Instructions to follow: Without the pictures, copy all the entries below exactly.

** begin Extracted material **

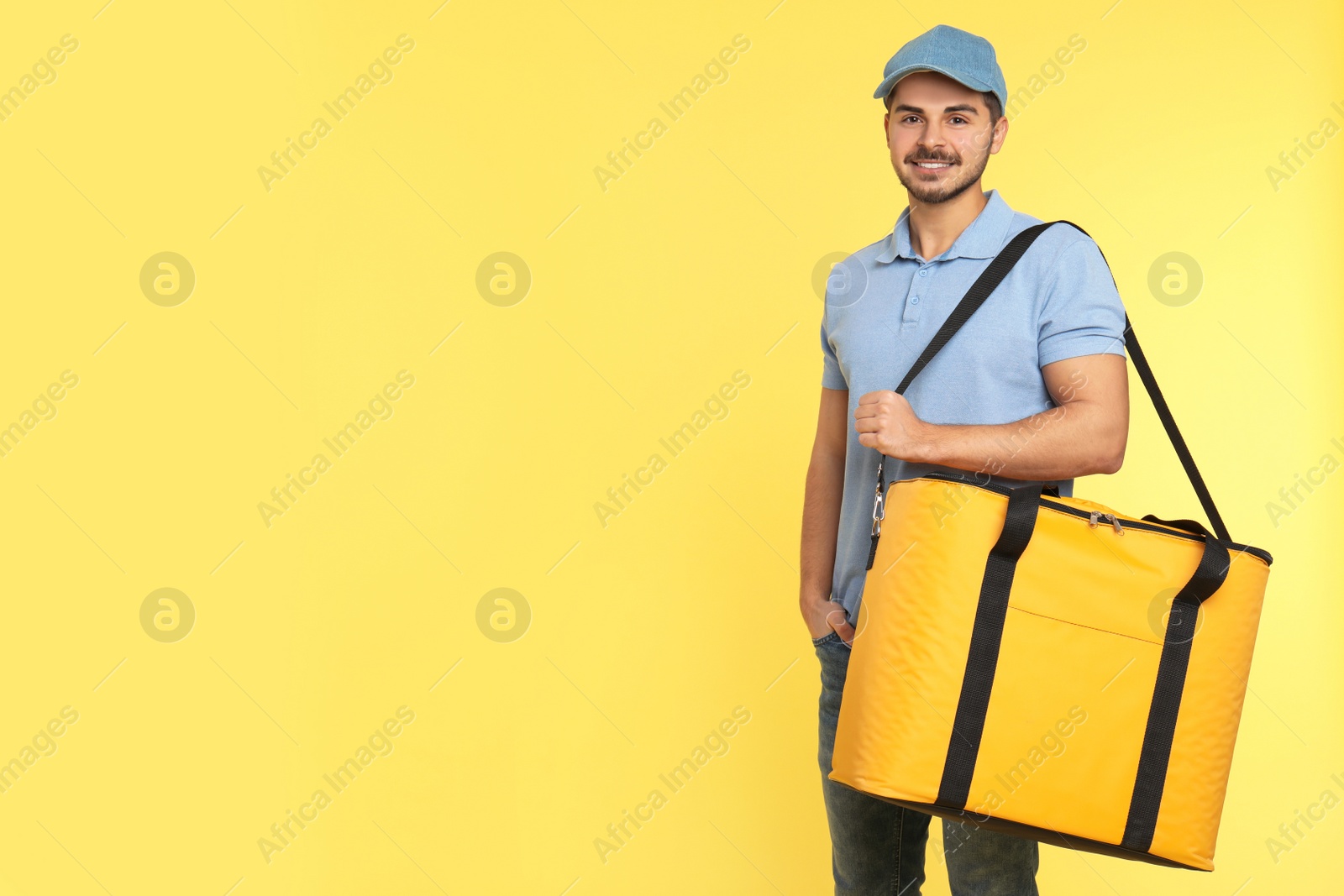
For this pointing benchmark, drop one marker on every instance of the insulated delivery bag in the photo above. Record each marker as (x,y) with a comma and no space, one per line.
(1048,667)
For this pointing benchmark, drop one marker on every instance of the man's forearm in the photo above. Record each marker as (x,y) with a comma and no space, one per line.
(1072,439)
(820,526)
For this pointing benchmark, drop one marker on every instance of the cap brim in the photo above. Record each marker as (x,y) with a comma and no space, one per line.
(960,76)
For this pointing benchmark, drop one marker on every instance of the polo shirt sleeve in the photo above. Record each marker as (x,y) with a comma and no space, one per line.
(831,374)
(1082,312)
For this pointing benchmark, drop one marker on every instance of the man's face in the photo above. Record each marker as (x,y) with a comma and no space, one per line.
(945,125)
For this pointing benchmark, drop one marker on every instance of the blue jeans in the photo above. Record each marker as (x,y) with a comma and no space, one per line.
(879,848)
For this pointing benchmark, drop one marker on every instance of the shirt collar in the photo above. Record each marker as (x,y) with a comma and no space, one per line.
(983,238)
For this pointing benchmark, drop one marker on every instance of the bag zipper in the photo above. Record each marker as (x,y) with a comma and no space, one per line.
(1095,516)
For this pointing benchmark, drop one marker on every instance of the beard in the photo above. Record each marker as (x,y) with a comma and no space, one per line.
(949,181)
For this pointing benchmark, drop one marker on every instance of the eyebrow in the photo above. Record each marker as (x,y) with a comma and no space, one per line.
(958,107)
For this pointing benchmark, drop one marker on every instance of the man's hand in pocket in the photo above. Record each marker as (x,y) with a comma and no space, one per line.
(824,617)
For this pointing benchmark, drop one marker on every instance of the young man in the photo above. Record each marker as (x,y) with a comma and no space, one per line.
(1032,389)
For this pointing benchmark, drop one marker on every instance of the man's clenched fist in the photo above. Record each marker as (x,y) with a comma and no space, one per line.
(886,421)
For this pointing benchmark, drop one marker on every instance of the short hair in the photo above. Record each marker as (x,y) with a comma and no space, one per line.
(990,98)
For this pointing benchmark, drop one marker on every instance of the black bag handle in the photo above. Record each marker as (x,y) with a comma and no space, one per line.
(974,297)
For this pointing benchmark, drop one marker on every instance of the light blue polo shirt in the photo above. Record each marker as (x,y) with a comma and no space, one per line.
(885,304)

** end Extracted material **

Solution to the problem:
For this pointing benchmark, drop one marker on every instance of the insulated delivery bag in the photo above. Record each marker as (x,y) with a comma and no space, one per line.
(1048,667)
For this pointing benchmark, drop one marker on every instance of the man's forearm in the photo above. Record each marker as (x,y) with a comma and no space, one per line.
(1072,439)
(820,526)
For this pointing benchmark, drop one marker on every instance of the cap brim in the photo above. Record each marker as (x,y) with a comma and no space, one per line.
(960,76)
For this pointing benchmark, drop one marker on every instance of the polo shirt sleeve in the photo above. Record each marker as (x,y) with a comma and no space, one per line.
(831,374)
(1082,312)
For this pointing benchmark, drop one marker on every instance of the man's face in the photo above. Record each marker as (x,y) with a comma and no space, one per line.
(945,125)
For this pointing benchmark, drop one marker on every instance of the blue jeans in the photo above. Record each marker as (x,y) with a comma and no space, one per line.
(879,848)
For this pointing benchmark, drop one marker on every instance of the shirt collar in the photo above. Record each marker as (x,y) with a comma and no space, one per line.
(983,238)
For this pointing benchmark, drop one marker on every instance of the bag zipper in the photo above. Record each marker as (x,y) with a comma and no space, one per line.
(1095,516)
For this pointing benchmark, drop one marker on every instance of the beard in the photo above. Record each marker as (x,y) with a comma and no space, one per line.
(949,181)
For this pointing benchmark, drop one marker on every instance of the eyebrow in the photo above. Record each marker as (x,y) with a comma and no space, one per line.
(958,107)
For this pointing benchmark, drop one marker on every instance of the man's hand in pocket in the photo above. Record each marker as (x,y) with a comma and no space, one per line.
(824,617)
For this pointing benchmark, drop one marker on every instance of the young man in the photo above. Record each marker as (x,y) with a comma and no space, one per line.
(1032,389)
For this pointing benchmark, drop one marker on every instance of the man's clenched fist in the photo above. Record each marker as (x,y) with a comma and no space, one per line.
(886,421)
For this pointing benchmark, drop one marker on every instance of the short hair in the photo above. Record each marker as (x,y) with a comma and no space, one per line.
(990,98)
For this pointing benchmark, drop one marker on every instance of the black bag handle in the photo above. Record each marker as (x,y) with a comma and no space, one per line.
(974,297)
For this pointing benchmark, drop one marker on every instance of the light blue polo shirt in the photo above. Record each marker as (x,y) with a comma and no space, one per line.
(885,304)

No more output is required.